● **Given problem**: Reproduce every line of the data below word for word, leaving out the pictures.

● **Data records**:
• • • • • • •

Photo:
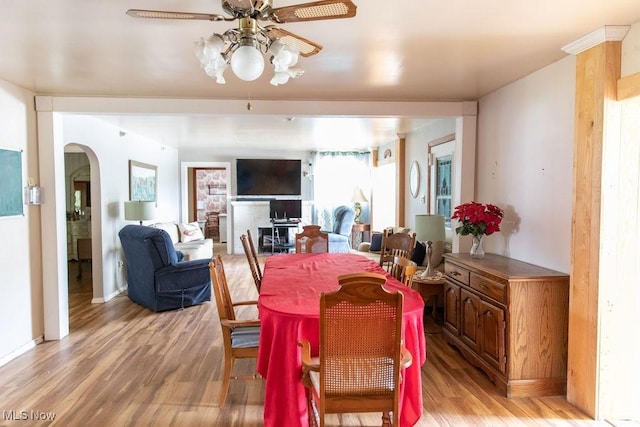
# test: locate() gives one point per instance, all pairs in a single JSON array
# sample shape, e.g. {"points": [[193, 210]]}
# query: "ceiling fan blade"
{"points": [[303, 46], [159, 14], [314, 11]]}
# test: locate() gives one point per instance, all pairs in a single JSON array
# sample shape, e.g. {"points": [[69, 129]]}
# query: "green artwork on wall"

• • • • • • •

● **Task solution**:
Photo:
# test: locate() gives one point per instance, all pairs in a single JSON array
# sample shape, e.g. {"points": [[193, 210]]}
# query: "ceiling fan blade"
{"points": [[303, 46], [159, 14], [314, 11]]}
# test: locate() gives one point per instance, all pairs in a single JSON array
# sample shape, e.g. {"points": [[69, 129]]}
# query: "green artwork on wall"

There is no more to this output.